• **To be done**:
Please find every line in the data below that contains the string "locate", and copy each of those lines.

Some records:
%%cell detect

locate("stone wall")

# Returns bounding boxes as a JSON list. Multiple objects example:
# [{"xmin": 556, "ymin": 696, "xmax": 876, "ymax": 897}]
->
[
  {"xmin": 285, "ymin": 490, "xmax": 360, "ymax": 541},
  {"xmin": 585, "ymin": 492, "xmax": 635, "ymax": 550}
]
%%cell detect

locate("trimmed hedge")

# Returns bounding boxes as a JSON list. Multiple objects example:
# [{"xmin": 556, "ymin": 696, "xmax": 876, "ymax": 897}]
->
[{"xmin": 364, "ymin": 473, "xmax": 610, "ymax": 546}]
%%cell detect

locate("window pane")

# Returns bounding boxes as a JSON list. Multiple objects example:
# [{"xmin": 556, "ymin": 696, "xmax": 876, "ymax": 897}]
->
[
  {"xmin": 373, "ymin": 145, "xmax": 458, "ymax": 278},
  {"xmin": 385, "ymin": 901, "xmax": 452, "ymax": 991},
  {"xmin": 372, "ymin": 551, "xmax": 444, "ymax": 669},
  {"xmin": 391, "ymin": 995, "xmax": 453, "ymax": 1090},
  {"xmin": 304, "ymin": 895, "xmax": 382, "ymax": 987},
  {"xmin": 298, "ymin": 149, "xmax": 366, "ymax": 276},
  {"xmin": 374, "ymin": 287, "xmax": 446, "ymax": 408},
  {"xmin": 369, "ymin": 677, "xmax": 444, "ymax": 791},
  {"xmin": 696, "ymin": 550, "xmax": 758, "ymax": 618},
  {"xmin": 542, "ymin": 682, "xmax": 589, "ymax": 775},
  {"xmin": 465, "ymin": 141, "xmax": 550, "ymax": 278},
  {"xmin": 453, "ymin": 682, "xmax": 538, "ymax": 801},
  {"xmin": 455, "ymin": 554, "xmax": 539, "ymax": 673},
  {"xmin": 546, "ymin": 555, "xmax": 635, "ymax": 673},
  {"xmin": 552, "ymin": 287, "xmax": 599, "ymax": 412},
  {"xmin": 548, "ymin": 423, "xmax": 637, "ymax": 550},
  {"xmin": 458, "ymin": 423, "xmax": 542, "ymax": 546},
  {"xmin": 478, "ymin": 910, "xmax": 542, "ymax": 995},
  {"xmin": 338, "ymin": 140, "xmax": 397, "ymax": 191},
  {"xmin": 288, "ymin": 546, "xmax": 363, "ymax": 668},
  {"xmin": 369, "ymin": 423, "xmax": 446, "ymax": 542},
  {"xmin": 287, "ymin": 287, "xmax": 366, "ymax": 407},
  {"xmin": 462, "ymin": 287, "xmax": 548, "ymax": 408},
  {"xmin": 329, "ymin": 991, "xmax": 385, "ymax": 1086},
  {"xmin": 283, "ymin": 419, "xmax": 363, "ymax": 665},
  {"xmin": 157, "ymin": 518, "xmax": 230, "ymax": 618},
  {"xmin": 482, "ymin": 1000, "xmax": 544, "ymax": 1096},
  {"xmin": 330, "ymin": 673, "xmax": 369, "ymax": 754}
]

• **Correct result**:
locate("stone wall")
locate("trimmed hedge")
locate("window pane")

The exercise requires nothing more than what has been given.